====== Material supplied

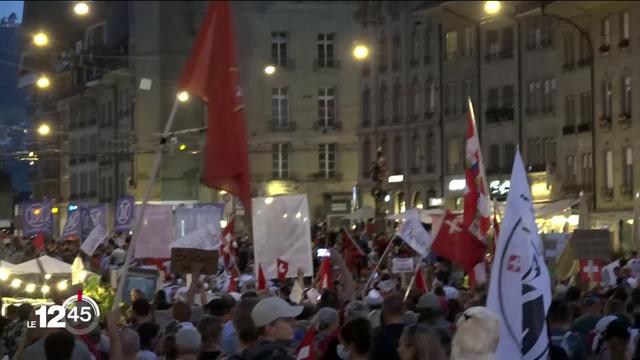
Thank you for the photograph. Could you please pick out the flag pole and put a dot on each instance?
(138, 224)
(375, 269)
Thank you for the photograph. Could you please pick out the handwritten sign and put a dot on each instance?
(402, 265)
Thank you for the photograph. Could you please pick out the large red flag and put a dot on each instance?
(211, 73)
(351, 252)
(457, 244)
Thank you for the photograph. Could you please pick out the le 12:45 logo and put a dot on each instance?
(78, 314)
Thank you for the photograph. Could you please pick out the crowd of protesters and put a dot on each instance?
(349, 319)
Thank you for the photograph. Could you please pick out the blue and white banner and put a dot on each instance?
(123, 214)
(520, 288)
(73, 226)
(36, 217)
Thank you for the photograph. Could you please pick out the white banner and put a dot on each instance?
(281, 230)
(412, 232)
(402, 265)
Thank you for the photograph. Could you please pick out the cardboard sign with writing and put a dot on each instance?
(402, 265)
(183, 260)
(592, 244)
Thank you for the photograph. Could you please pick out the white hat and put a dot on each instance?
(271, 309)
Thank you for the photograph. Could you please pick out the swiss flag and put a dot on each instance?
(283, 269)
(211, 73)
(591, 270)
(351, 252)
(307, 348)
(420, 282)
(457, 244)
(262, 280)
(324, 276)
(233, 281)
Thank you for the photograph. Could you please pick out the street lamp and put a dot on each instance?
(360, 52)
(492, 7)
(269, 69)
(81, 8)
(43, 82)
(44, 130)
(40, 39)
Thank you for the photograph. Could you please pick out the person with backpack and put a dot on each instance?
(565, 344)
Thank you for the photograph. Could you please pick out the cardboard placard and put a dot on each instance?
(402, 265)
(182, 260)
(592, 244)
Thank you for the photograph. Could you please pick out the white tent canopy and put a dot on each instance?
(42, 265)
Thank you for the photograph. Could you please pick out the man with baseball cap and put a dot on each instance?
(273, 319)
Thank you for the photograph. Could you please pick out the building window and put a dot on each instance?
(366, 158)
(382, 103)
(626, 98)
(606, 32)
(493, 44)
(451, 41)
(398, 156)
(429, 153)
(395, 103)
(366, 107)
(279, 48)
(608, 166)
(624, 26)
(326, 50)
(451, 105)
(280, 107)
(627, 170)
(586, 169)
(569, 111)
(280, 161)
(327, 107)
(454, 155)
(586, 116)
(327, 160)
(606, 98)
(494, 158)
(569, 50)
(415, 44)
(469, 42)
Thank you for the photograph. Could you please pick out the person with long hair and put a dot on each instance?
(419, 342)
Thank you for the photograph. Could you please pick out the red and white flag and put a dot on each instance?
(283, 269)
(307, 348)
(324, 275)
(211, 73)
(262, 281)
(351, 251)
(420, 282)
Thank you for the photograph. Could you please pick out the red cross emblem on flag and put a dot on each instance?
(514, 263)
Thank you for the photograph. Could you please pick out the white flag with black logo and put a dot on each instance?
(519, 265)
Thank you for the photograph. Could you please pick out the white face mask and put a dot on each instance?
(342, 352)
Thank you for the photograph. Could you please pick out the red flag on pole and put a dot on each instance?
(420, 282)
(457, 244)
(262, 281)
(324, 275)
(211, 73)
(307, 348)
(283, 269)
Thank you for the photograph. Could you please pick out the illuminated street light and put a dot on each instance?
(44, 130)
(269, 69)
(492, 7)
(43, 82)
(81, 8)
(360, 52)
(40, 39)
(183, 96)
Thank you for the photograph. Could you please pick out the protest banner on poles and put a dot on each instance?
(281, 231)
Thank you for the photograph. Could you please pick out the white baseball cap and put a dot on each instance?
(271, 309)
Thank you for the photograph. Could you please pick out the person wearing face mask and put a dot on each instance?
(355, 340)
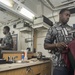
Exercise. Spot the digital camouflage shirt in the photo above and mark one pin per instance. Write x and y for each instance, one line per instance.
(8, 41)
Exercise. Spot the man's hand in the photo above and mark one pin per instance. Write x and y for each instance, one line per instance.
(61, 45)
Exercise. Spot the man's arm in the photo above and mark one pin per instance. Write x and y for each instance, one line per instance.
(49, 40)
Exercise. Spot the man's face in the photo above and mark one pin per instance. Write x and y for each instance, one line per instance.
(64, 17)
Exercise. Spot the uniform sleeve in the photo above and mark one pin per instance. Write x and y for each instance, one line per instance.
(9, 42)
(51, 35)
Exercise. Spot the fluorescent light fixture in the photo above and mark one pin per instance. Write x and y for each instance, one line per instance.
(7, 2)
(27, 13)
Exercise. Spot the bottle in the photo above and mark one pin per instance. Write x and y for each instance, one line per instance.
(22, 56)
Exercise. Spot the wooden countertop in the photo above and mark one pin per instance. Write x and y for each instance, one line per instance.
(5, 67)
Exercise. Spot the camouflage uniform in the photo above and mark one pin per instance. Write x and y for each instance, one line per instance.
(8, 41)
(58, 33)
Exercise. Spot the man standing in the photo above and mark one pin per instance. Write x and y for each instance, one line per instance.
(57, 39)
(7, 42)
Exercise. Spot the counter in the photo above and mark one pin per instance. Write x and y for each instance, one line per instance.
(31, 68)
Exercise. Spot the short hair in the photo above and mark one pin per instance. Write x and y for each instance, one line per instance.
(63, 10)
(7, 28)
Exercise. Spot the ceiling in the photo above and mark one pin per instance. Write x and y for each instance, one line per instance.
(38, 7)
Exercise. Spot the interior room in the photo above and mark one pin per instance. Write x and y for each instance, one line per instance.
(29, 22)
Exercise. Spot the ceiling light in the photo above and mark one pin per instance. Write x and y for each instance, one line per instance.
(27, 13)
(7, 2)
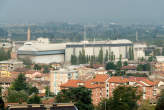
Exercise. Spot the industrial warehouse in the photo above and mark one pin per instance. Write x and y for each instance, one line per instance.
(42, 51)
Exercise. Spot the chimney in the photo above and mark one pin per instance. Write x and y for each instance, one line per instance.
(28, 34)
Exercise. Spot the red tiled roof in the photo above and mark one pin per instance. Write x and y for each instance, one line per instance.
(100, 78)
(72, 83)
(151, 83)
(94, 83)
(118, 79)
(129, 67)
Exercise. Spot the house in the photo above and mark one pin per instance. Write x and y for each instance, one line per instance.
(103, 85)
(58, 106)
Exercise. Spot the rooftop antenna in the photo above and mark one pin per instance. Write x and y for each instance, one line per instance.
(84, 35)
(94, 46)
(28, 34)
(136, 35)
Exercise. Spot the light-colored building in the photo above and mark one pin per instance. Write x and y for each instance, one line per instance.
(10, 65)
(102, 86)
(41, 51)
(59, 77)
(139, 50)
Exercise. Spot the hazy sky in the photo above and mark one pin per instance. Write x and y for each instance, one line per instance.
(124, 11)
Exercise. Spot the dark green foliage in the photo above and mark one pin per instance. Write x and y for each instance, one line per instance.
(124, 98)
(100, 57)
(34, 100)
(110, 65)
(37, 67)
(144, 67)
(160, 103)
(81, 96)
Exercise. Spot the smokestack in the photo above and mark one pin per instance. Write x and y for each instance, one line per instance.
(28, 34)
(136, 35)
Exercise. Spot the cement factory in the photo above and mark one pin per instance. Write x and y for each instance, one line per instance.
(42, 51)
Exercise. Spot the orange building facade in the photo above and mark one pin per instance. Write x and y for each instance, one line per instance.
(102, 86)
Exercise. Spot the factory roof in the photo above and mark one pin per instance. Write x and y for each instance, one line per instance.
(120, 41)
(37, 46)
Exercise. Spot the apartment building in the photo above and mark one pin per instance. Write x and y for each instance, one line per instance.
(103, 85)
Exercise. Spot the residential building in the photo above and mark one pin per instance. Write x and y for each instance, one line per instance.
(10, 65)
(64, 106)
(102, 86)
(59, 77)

============
====== Material supplied

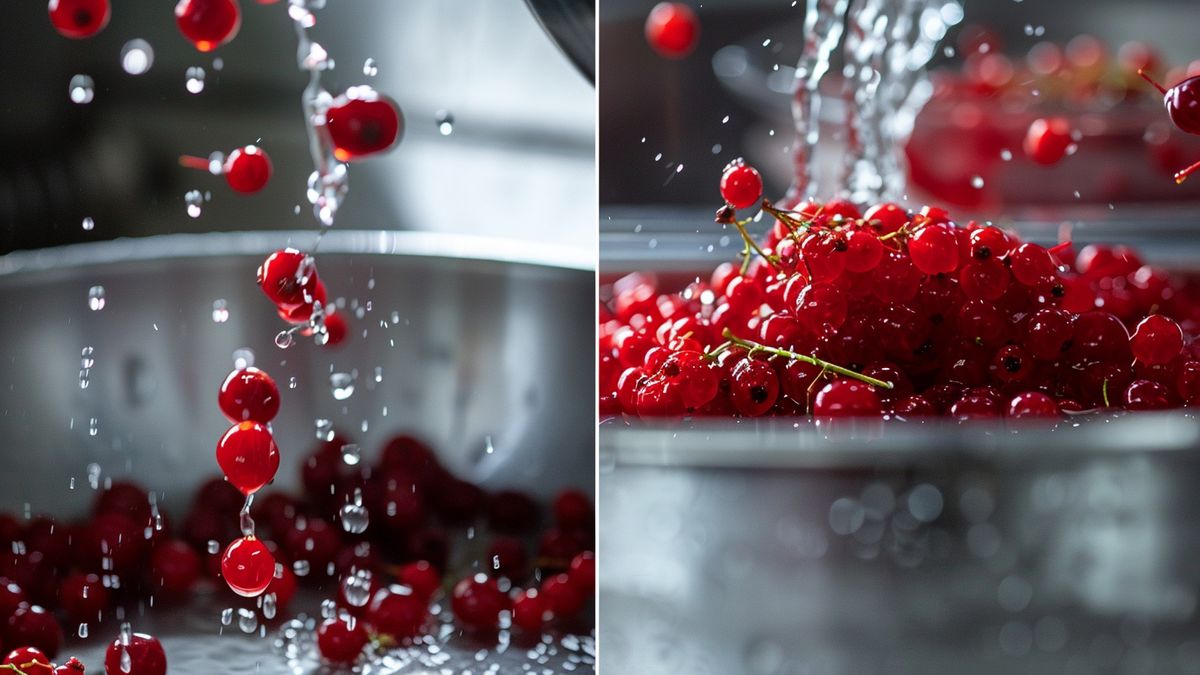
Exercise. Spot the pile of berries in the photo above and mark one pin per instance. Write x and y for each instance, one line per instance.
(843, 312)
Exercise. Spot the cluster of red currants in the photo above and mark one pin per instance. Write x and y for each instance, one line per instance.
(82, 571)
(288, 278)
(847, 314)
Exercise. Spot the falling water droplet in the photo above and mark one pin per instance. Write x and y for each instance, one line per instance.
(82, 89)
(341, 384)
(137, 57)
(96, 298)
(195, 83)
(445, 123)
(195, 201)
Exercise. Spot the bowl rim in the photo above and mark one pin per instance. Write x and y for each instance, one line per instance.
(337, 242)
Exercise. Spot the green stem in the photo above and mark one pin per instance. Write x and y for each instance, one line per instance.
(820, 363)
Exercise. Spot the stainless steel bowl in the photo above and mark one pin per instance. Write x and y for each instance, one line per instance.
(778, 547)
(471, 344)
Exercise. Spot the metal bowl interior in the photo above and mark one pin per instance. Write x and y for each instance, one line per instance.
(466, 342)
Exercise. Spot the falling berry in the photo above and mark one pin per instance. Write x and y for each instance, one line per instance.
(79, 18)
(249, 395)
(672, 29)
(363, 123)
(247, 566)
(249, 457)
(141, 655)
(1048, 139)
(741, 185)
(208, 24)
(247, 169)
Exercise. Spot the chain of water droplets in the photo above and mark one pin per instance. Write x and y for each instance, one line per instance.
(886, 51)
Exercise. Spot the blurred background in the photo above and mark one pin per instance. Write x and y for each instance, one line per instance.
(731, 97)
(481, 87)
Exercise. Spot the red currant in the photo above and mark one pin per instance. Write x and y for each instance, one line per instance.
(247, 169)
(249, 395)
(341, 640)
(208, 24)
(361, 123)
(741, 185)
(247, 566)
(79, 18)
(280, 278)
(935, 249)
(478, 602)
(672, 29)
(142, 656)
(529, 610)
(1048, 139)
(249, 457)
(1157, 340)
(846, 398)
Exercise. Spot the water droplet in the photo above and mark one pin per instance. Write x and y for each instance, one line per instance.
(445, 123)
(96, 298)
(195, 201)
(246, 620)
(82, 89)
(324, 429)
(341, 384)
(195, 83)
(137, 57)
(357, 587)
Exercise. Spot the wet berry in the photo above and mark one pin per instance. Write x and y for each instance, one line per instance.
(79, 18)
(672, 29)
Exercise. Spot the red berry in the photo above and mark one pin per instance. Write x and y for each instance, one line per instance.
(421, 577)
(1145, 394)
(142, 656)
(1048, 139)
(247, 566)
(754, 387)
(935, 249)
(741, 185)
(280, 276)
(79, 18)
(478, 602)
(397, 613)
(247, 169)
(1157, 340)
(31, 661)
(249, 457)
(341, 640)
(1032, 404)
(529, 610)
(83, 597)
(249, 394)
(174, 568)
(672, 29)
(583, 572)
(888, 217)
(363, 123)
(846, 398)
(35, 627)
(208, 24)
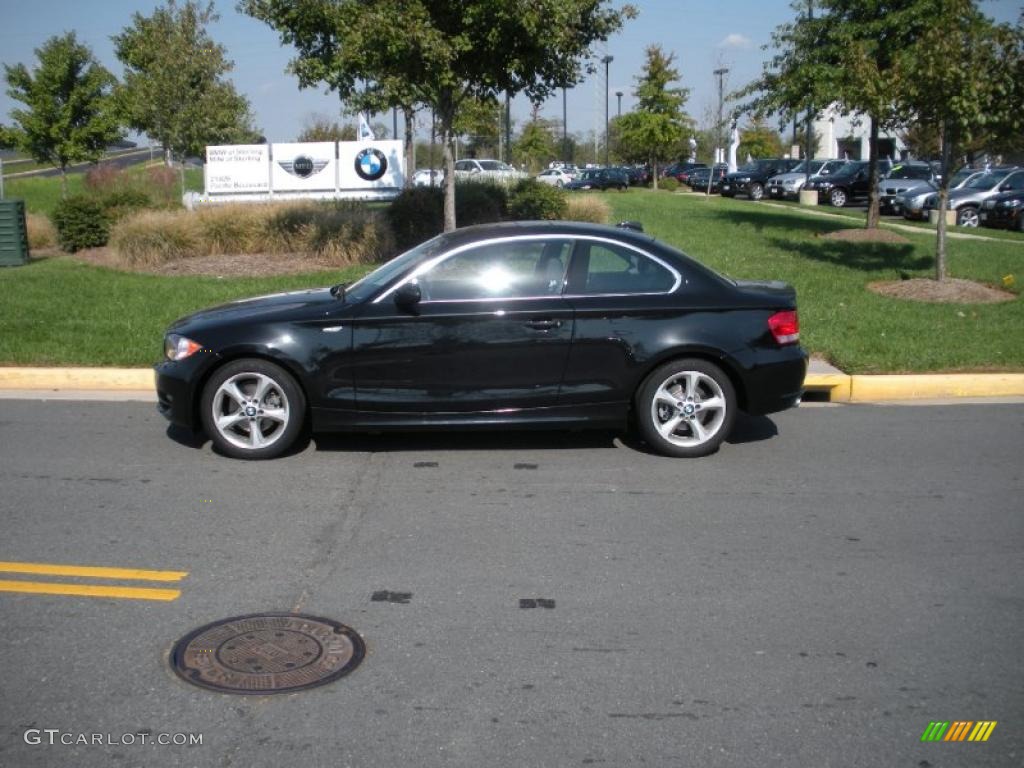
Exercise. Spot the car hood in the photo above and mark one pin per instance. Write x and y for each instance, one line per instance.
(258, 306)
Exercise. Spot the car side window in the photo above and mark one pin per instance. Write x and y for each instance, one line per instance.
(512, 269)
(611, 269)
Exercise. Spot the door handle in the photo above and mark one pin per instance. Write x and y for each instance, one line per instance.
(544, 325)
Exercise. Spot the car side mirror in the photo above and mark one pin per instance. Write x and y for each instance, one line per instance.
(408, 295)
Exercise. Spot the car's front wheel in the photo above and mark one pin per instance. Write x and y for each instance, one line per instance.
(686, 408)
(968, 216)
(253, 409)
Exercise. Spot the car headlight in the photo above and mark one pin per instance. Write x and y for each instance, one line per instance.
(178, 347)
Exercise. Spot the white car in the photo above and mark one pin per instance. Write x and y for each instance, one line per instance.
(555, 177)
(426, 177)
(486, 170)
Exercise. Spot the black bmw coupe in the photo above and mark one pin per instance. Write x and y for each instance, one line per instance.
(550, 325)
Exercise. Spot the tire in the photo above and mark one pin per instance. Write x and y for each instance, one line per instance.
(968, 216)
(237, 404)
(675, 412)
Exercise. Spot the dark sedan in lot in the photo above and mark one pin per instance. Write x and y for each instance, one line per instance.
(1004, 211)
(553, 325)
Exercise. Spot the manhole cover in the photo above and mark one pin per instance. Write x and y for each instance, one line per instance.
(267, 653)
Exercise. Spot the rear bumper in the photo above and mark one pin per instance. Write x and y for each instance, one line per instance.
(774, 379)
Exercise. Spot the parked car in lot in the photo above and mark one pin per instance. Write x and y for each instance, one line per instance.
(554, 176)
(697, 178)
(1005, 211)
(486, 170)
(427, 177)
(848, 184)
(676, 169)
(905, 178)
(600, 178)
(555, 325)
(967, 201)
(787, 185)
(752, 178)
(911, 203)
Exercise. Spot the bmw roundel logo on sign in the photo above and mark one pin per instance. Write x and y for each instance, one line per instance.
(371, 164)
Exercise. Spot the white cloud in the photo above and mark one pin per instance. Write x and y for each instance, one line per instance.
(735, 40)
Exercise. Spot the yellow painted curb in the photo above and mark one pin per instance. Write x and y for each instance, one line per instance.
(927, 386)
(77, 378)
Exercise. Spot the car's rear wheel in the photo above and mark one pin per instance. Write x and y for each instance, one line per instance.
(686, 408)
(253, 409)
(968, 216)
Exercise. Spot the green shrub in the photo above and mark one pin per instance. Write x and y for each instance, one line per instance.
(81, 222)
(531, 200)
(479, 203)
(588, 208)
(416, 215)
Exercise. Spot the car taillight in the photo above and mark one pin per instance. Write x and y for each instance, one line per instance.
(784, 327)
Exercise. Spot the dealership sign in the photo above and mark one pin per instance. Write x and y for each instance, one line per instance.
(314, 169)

============
====== Material supplied

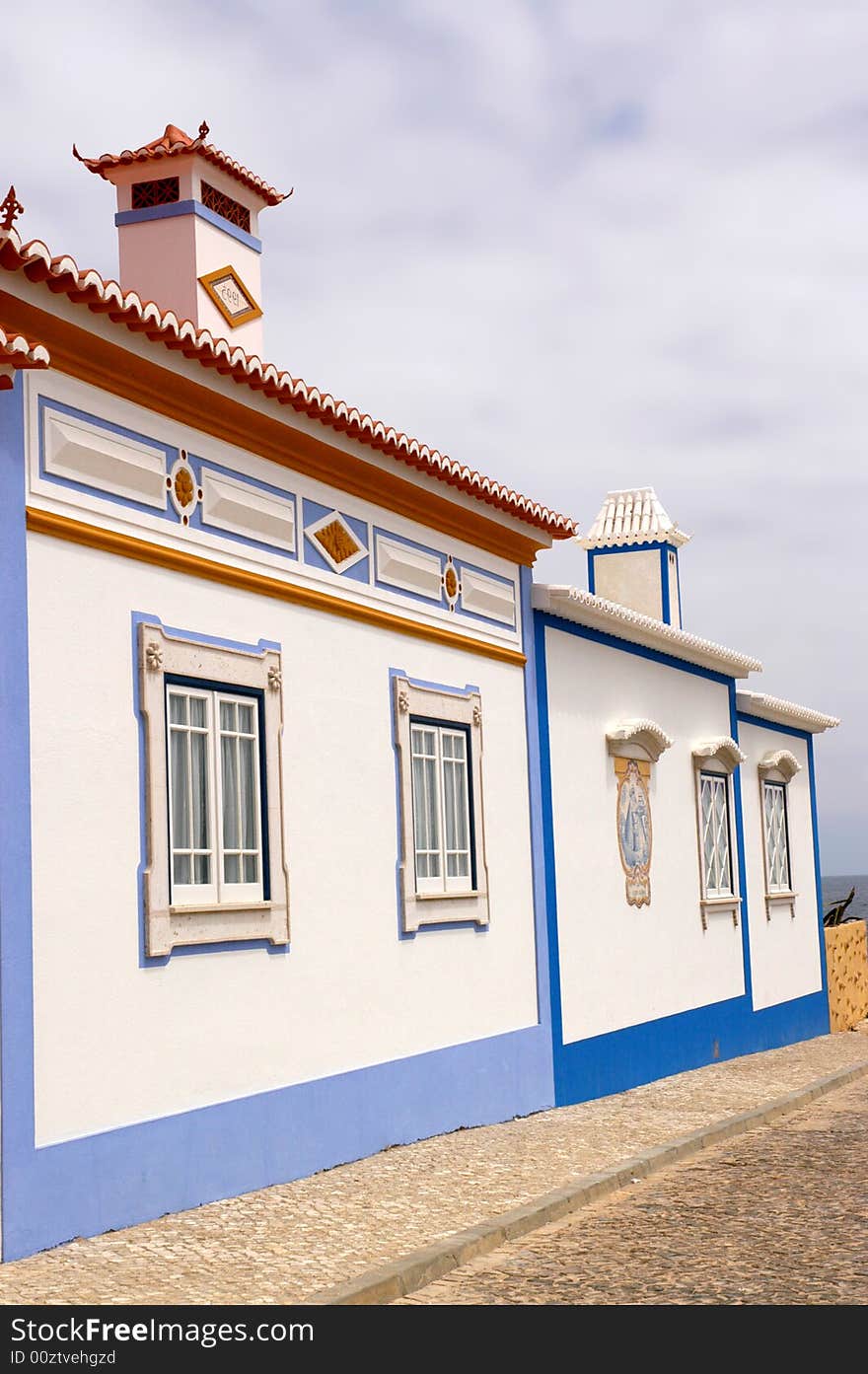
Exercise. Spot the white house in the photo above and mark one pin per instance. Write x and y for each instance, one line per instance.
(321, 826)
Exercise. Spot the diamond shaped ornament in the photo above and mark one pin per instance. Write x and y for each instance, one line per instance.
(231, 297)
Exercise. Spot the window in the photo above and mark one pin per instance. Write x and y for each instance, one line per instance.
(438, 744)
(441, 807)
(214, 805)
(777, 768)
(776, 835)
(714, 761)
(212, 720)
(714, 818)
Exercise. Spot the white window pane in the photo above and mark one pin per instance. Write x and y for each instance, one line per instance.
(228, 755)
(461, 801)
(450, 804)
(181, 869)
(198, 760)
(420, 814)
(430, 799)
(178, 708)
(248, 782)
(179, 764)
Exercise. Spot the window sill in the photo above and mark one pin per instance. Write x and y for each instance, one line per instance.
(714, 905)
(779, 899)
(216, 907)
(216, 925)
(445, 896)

============

What the task asks: Gather every line from the records above that contains the string "ceiling", and copy each of those lines out in full.

Expected output:
Exercise. Spot the ceiling in the photo above and mark one pin per instance. Write x and y for each instance, one line per instance.
Exercise. Spot the ceiling light in the photo above and mark one pin per instance. Write x and y for each instance, one line per instance.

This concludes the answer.